>>>>

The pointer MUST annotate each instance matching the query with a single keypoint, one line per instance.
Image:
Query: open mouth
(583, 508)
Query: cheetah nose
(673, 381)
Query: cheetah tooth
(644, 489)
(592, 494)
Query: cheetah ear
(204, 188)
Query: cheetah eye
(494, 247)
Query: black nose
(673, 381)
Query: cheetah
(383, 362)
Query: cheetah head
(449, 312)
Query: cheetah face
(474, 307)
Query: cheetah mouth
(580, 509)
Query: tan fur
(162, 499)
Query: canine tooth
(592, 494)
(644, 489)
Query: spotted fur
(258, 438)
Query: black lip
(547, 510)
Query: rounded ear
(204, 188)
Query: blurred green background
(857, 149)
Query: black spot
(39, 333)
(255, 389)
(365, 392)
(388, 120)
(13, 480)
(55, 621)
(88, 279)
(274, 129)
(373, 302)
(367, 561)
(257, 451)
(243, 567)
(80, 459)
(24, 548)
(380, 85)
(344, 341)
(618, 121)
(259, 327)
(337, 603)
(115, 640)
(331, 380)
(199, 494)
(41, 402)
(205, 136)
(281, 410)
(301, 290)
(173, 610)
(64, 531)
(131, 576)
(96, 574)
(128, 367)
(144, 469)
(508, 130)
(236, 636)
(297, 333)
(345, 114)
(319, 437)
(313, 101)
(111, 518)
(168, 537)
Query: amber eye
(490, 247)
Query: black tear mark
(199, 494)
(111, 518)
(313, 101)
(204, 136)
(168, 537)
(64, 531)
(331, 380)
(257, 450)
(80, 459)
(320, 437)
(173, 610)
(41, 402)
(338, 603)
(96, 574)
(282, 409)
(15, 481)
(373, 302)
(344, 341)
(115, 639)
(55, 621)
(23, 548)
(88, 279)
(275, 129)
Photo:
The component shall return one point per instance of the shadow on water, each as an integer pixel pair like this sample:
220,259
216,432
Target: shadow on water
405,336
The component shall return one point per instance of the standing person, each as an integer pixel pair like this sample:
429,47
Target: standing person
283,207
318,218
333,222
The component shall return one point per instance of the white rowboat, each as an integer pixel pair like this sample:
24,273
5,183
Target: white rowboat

<<<<

◆ **Your task**
All lines from the one containing "Query: amber eye" through the final line of the listing above are to be reproduced exactly; include both and add nothing.

◆ **Task solution**
Query: amber eye
(490, 247)
Query: black tear mark
(199, 494)
(111, 518)
(313, 101)
(204, 136)
(168, 537)
(64, 531)
(331, 380)
(257, 450)
(80, 459)
(320, 437)
(173, 610)
(41, 402)
(338, 603)
(96, 574)
(282, 409)
(15, 481)
(373, 302)
(344, 341)
(115, 639)
(55, 621)
(23, 548)
(88, 279)
(275, 129)
Photo:
The component shall return one point per instance of the shadow on water, each as an integer pixel pair like this sample:
220,259
216,432
Target: shadow on water
405,336
The component shall return one point per instance of the standing person, each as an integer pixel pair like this sample:
429,47
Target: standing person
283,207
318,218
333,222
The component shall return one point per instance of the white rowboat, each as an integer pixel pair like this sample:
24,273
5,183
Target: white rowboat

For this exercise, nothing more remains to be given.